## DIRECTIONS FOR THIS TASK
Rewrite all the records, swapping every "Query" for "Target" and changing nothing else.

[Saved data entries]
_ _ _ _

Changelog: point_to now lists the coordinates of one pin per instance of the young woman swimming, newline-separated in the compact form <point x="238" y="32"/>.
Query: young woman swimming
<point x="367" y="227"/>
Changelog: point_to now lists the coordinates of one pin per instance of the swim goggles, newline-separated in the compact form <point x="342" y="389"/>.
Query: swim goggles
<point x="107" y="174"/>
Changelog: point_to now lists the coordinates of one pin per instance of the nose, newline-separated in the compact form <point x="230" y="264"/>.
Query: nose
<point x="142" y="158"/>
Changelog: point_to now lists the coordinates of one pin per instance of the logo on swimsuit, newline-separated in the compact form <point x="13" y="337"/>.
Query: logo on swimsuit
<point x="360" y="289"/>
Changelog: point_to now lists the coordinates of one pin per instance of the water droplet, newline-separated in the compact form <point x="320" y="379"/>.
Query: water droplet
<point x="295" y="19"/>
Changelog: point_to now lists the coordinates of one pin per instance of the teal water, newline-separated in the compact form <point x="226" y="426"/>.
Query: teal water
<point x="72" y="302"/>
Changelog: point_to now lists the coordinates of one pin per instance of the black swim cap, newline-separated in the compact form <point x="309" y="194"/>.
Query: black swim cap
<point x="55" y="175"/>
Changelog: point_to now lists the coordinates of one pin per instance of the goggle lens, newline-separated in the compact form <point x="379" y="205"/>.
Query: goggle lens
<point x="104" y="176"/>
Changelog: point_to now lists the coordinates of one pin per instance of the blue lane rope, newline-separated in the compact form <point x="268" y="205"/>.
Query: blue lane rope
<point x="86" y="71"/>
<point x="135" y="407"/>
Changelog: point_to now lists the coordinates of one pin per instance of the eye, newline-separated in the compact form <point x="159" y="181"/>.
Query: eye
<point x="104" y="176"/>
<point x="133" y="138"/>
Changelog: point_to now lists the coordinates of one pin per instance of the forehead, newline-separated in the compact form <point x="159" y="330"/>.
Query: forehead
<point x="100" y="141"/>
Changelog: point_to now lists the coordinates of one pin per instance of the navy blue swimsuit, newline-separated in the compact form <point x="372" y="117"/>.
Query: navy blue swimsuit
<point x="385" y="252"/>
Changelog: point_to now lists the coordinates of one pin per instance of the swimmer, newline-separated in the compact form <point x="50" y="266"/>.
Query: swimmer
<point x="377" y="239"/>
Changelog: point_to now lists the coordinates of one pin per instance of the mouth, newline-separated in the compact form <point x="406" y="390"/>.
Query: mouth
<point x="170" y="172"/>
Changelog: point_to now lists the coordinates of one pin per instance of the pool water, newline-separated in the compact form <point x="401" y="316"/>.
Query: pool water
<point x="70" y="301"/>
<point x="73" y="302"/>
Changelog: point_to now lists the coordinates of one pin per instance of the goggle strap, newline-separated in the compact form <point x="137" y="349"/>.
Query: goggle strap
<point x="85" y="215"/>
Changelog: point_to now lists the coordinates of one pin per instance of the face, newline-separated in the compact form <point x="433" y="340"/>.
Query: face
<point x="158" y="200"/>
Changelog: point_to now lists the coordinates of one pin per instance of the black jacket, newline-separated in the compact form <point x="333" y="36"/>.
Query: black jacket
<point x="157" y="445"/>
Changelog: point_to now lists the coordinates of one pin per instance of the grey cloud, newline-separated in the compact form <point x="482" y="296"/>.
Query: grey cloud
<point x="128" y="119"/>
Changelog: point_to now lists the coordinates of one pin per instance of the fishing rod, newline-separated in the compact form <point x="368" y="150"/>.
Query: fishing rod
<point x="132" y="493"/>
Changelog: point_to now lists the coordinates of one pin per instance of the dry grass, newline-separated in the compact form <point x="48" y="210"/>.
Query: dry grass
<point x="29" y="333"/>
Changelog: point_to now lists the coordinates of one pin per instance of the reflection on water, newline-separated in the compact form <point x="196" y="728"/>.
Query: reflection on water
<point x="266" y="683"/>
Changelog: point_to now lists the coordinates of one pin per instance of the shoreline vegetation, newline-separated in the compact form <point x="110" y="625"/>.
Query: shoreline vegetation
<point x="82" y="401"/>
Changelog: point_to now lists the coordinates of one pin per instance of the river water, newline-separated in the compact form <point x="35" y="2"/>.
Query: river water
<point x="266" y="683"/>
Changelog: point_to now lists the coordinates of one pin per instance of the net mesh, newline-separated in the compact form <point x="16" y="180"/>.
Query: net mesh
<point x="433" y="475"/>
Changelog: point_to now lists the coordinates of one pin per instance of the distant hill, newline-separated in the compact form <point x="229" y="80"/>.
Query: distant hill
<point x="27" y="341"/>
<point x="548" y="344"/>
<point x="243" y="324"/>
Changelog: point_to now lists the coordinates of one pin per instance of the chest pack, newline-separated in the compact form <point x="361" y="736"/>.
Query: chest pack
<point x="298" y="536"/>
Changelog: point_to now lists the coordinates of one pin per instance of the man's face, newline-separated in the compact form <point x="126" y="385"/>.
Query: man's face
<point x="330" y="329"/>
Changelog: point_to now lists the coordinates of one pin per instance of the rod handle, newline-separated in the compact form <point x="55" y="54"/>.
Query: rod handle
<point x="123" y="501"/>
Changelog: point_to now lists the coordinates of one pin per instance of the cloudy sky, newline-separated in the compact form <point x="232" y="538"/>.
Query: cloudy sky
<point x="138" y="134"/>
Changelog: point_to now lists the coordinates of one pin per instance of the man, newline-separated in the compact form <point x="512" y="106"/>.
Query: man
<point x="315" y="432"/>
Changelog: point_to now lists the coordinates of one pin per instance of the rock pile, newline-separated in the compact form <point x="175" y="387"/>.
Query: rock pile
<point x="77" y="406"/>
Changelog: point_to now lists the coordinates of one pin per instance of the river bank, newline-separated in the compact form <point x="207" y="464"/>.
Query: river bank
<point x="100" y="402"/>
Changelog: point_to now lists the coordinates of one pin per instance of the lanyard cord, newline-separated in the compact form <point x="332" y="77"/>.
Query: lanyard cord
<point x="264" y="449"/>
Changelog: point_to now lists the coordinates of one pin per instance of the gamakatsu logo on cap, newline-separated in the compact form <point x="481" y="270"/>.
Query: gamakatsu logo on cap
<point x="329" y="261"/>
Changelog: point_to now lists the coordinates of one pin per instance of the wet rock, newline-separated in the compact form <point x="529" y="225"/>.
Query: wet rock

_ _ _ _

## IN RESPONSE
Changelog: point_to now lists the coordinates of one pin per instance of the young woman swimming, newline-separated in the compact form <point x="238" y="32"/>.
Target: young woman swimming
<point x="367" y="227"/>
Changelog: point_to now lists the coordinates of one pin per instance of the swim goggles, newline-separated in the compact form <point x="342" y="389"/>.
Target: swim goggles
<point x="107" y="174"/>
Changelog: point_to now lists the coordinates of one pin per instance of the nose, newline-separated in the compact form <point x="230" y="264"/>.
Target: nose
<point x="142" y="158"/>
Changelog: point_to now lists the coordinates of one pin per instance of the logo on swimsuit, newline-separated in the compact form <point x="13" y="337"/>.
Target: logo on swimsuit
<point x="360" y="289"/>
Changelog: point_to now lists the coordinates of one pin per instance of the water droplet, newline-separated in the compact form <point x="320" y="379"/>.
Target: water droplet
<point x="295" y="19"/>
Changelog: point_to now lists the coordinates of one pin per instance of the teal water, newline-separated in the compact form <point x="226" y="426"/>.
Target: teal water
<point x="72" y="302"/>
Changelog: point_to now lists the coordinates of one pin per instance of the black swim cap, newline-separated in the compact form <point x="309" y="194"/>.
Target: black swim cap
<point x="55" y="175"/>
Changelog: point_to now lists the coordinates of one pin per instance of the goggle lens, newline-separated in the compact form <point x="379" y="205"/>.
Target: goggle lens
<point x="104" y="176"/>
Changelog: point_to now lists the coordinates of one pin per instance of the blue lane rope, newline-separated in the compact form <point x="268" y="205"/>.
Target: blue lane rope
<point x="86" y="71"/>
<point x="135" y="407"/>
Changelog: point_to now lists the coordinates of one pin per instance of the eye, newline-separated in the compact form <point x="159" y="181"/>.
Target: eye
<point x="104" y="176"/>
<point x="133" y="138"/>
Changelog: point_to now lists the coordinates of one pin per instance of the forehead, newline-separated in the compact form <point x="159" y="330"/>.
Target: forehead
<point x="100" y="141"/>
Changelog: point_to now lists the coordinates of one pin per instance of the navy blue swimsuit, newline-separated in the compact form <point x="372" y="117"/>.
Target: navy blue swimsuit
<point x="385" y="252"/>
Changelog: point_to now lists the coordinates of one pin per instance of the swimmer, newline-separated in the compact form <point x="50" y="266"/>.
Target: swimmer
<point x="377" y="239"/>
Changelog: point_to now lists the coordinates of one pin per instance of the mouth, newline-separated in the compact form <point x="406" y="390"/>.
Target: mouth
<point x="170" y="172"/>
Changelog: point_to now lists the coordinates of one pin per instance of the pool water, newline-separated in the compact form <point x="401" y="316"/>.
Target: pool water
<point x="70" y="301"/>
<point x="73" y="302"/>
Changelog: point_to now lists the coordinates of one pin per instance of the goggle strap, newline-separated in the compact form <point x="137" y="349"/>.
Target: goggle strap
<point x="85" y="215"/>
Changelog: point_to now lists the coordinates of one pin per instance of the face, newline-separated in the compact form <point x="433" y="340"/>.
Target: face
<point x="158" y="200"/>
Changelog: point_to now lists the coordinates of one pin per instance of the black jacket, newline-separated in the compact form <point x="333" y="36"/>.
Target: black jacket
<point x="157" y="445"/>
Changelog: point_to now lists the coordinates of one pin per instance of the grey cloud, newline-separated in the compact form <point x="482" y="296"/>.
Target: grey cloud
<point x="128" y="119"/>
Changelog: point_to now lists the coordinates of one pin per instance of the fishing rod, newline-separated in the compact form <point x="368" y="150"/>.
Target: fishing rod
<point x="132" y="493"/>
Changelog: point_to now lists the coordinates of one pin per instance of the dry grass, newline-separated in the compact form <point x="48" y="210"/>.
Target: dry grass
<point x="29" y="333"/>
Changelog: point_to now lists the coordinates of one pin per instance of the reflection on water, newline-separated in the compact form <point x="196" y="728"/>.
Target: reflection on water
<point x="266" y="683"/>
Changelog: point_to now lists the coordinates of one pin per instance of the shoreline vegetation, newline-separated in the compact form <point x="110" y="625"/>.
Target: shoreline vegetation
<point x="82" y="401"/>
Changelog: point_to now lists the coordinates of one pin per instance of the river water, newline-separated in the compact form <point x="35" y="2"/>.
Target: river water
<point x="266" y="683"/>
Changelog: point_to now lists the coordinates of one pin per instance of the net mesh, newline-separated in the compact form <point x="16" y="180"/>.
Target: net mesh
<point x="433" y="475"/>
Changelog: point_to now lists the coordinates of one pin per instance of the distant hill, newline-separated in the compact form <point x="229" y="80"/>.
Target: distant hill
<point x="27" y="341"/>
<point x="548" y="344"/>
<point x="243" y="324"/>
Changelog: point_to now lists the coordinates of one pin per instance of the chest pack, newline-separated in the compact form <point x="361" y="736"/>.
Target: chest pack
<point x="298" y="536"/>
Changelog: point_to now lists the coordinates of one pin per instance of the man's face, newline-separated in the compact form <point x="126" y="385"/>.
Target: man's face
<point x="330" y="329"/>
Changelog: point_to now lists the coordinates of one pin per instance of the rod handle, newline-separated in the compact form <point x="55" y="54"/>.
Target: rod handle
<point x="123" y="501"/>
Changelog: point_to now lists the coordinates of one pin per instance of the cloudy sky, newline-separated in the compact form <point x="232" y="538"/>.
Target: cloudy sky
<point x="138" y="134"/>
Changelog: point_to now lists the coordinates of one pin per instance of the man, newline-separated in the compact form <point x="512" y="106"/>.
Target: man
<point x="315" y="432"/>
Changelog: point_to now lists the coordinates of one pin per instance of the rock pile, newline-separated in the compact form <point x="175" y="387"/>.
Target: rock pile
<point x="77" y="406"/>
Changelog: point_to now lists the coordinates of one pin per instance of the river bank, newline-separated in the compact form <point x="207" y="464"/>.
Target: river bank
<point x="100" y="402"/>
Changelog: point_to now lists the coordinates of one pin per instance of the lanyard cord, newline-separated in the compact form <point x="332" y="77"/>.
Target: lanyard cord
<point x="264" y="449"/>
Changelog: point_to now lists the coordinates of one pin per instance of the gamakatsu logo on cap, newline-separated in the compact form <point x="481" y="270"/>.
Target: gamakatsu logo on cap
<point x="329" y="261"/>
Changelog: point_to now lists the coordinates of one pin per instance of the wet rock, newline-separated in the compact form <point x="529" y="225"/>.
Target: wet rock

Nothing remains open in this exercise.